PETUNJUK PENGERJAAN:
1: Salin bagian artikel tentang sekolah khusus autisme mulai dari "Sekolah Mitra Ananda menerima" sampai dengan "snozolen, dan air.", termasuk kedua bagian itu.
2: Menurut artikel tentang sekolah khusus autisme, mengapa Sekolah Mitra Ananda tidak menerima siswa dengan disabilitas netra? Jawablah dalam satu sampai tiga kalimat.

KUTIPAN ARTIKEL:
Pembangunan Sekolah Khusus Anak Autisme di Indonesia

By , Kamis, 9 Juli 2015 | 10:00 WIB

Yayasan Pembinaan Anak Cacat Nasional akan mendirikan sekolah khusus bagi anak-anak berkebutuhan khusus. Targetnya, sekolah itu bisa menjadi salah satu pusat studi dan laboratorium autisme di Indonesia.

Sekolah khusus disabilitas autisme tersebut didirikan di Kabupaten Karanganyar, Surakarta, Jawa Tengah, sebagai bagian dari Sekolah Mitra Ananda asuhan YPAC Nasional.

"Peletakan batu pertama sudah dilakukan pada Juni 2014. Menurut rencana, sekolah khusus autisme itu bisa diresmikan pada November 2015," kata Imbari Kusuma Sembada, Ketua Umum YPAC Nasional, pada acara penyerahan dana Rp 4,2 miliar oleh Indomaret untuk pembangunan sekolah khusus autisme di Jakarta, Rabu (8/7).

Dana itu berasal dari sumbangan para pelanggan Indomaret. Turut hadir Direktur Pemasaran PT Indomarco Prismatama Wiwiek Yusuf.

Sekolah Mitra Ananda menerima siswa-siswa dengan segala bentuk disabilitas, kecuali netra karena belum memiliki peralatan memadai. Untuk saat ini, terdapat 30 siswa dengan disabilitas autisme. Jumlah tersebut akan ditambah menjadi seratus orang ketika sekolah selesai dibangun.

Sekolah dengan luas bangunan 1.000 meter persegi ini akan dilengkapi dengan laboratorium dan berbagai macam ruang terapi untuk autisme, seperti terapi sosiomotorik, snozolen, dan air.

Biaya sekolah anak dengan autisme adalah Rp 500.000 setiap bulan, dengan tambahan Rp 20.000 untuk setiap terapi. YPAC Nasional menggunakan sistem subsidi silang untuk menutupi biaya-biaya tersebut.

"Ada donatur yang menyumbang uang, tetapi ia tidak menyebutkan peruntukan yang spesifik. YPAC lalu mengalokasikan sumbangan tersebut ke dalam biaya pendidikan anak," tutur Sekretaris Umum YPAC Nasional Judith Simbara. Selain itu, YPAC juga mencarikan orangtua asuh untuk mengayomi anak-anak yang tidak mampu agar dari segi pembiayaan mereka lebih terjamin.

INFORMASI SUMBER:
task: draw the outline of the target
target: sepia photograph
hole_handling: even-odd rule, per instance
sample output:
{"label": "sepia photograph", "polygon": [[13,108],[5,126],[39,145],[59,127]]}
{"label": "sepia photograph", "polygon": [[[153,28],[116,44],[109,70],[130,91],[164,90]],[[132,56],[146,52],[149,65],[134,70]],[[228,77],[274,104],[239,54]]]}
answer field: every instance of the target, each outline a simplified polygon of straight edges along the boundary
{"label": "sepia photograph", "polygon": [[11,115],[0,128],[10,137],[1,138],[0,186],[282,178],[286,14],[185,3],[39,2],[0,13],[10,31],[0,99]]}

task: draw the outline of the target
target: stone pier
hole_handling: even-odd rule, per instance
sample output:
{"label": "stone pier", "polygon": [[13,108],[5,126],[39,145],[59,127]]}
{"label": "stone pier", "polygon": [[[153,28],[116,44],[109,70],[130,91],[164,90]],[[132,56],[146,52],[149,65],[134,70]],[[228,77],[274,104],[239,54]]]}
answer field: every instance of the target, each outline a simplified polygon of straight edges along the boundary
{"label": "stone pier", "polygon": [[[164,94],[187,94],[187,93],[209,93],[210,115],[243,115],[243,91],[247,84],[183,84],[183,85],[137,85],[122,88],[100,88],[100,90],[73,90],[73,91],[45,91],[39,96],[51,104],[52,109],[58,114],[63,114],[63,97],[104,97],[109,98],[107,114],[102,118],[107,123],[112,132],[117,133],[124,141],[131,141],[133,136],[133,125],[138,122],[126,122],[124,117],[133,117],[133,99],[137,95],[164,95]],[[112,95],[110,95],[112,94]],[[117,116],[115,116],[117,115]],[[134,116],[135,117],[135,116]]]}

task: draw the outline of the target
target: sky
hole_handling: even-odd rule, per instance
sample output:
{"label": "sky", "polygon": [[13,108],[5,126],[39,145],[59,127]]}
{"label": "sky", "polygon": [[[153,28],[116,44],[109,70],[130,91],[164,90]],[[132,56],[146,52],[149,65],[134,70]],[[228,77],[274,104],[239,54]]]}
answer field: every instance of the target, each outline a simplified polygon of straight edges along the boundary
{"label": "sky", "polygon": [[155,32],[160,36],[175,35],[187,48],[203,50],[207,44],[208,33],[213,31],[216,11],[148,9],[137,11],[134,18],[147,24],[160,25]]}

JAWABAN YANG DIHARAPKAN:
1:
Sekolah Mitra Ananda menerima siswa-siswa dengan segala bentuk disabilitas, kecuali netra karena belum memiliki peralatan memadai. Untuk saat ini, terdapat 30 siswa dengan disabilitas autisme. Jumlah tersebut akan ditambah menjadi seratus orang ketika sekolah selesai dibangun.

Sekolah dengan luas bangunan 1.000 meter persegi ini akan dilengkapi dengan laboratorium dan berbagai macam ruang terapi untuk autisme, seperti terapi sosiomotorik, snozolen, dan air.

2: Sekolah Mitra Ananda tidak menerima siswa dengan disabilitas netra karena belum memiliki peralatan yang memadai. Siswa dengan bentuk disabilitas lainnya tetap diterima.